Page excerpt:
As I write this on Black Friday, the reminders of my shipping addiction are relentlessly chasing me. I’m the tiny rabbit in a field of foxes. Most people think of a shopping addiction, and they’re instantly annoyed reminded of a movie. Others think of it as a “normal” addiction, or something that isn’t really a problem. We all shop, right? Well, yes and no.
I’ve always known I have a pretty addictive personality. I avoid alcohol. I’ve never tried drugs or smoking. For a long time, I didn’t realize that shopping was my addiction. It was what soothed my emotions. When things were wrong, I shopped. When things were right, I shopped. When things were numb, I shopped.
What does a shopping addiction look like? For me, it looked like daily packages, closets full of new bags, multiple copies of the same thing, unnecessary electronics, and multiple trips to the mall. My shopping addiction led to having no savings, multiple credit card bills, and a feeling of hollow emptiness.
When I finally realized I had a problem, I was fully in debt. I was struggling to go to a mall without getting the shakes (literal shaking). I was struggling to trust myself to use my cell phone or iPad without ending up on a website that required money. I was feeling incredible guilt and shame after each shopping trip. I was struggling to make ends meet due to my shopping habits.

Supplied entries:
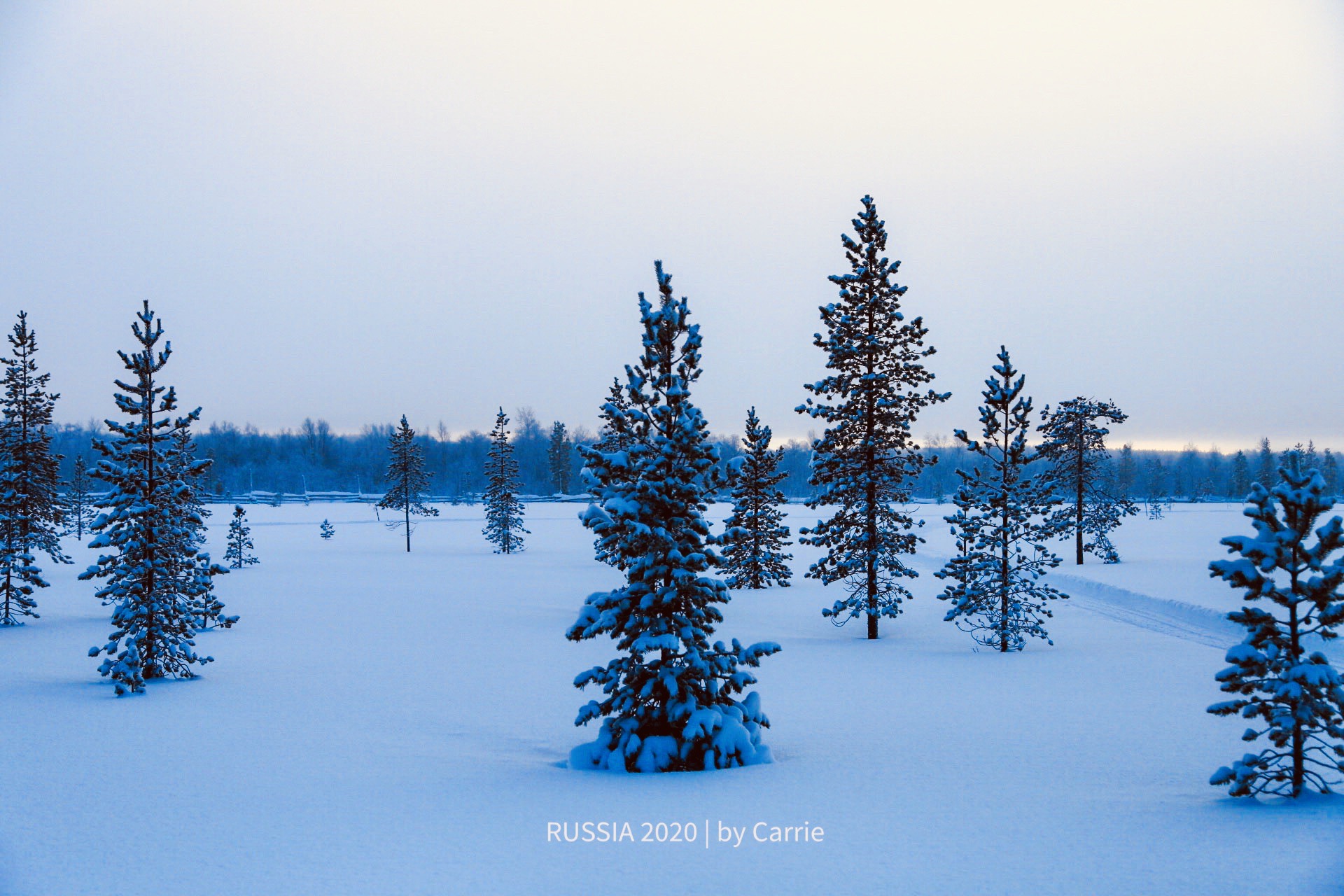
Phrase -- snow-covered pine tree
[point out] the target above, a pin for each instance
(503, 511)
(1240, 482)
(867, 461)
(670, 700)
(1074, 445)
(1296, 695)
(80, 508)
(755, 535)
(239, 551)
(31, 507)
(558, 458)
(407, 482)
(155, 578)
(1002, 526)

Explore the material:
1) In the piece on shopping addiction, what three things did the writer's shopping addiction lead to?
2) Extract everything in the piece on shopping addiction from "As I write this" down to "yes and no.".
The entries above stand apart from the piece on shopping addiction.

Per-task answers:
1) No savings, multiple credit card bills, and a feeling of hollow emptiness.

2)
As I write this on Black Friday, the reminders of my shipping addiction are relentlessly chasing me. I’m the tiny rabbit in a field of foxes. Most people think of a shopping addiction, and they’re instantly annoyed reminded of a movie. Others think of it as a “normal” addiction, or something that isn’t really a problem. We all shop, right? Well, yes and no.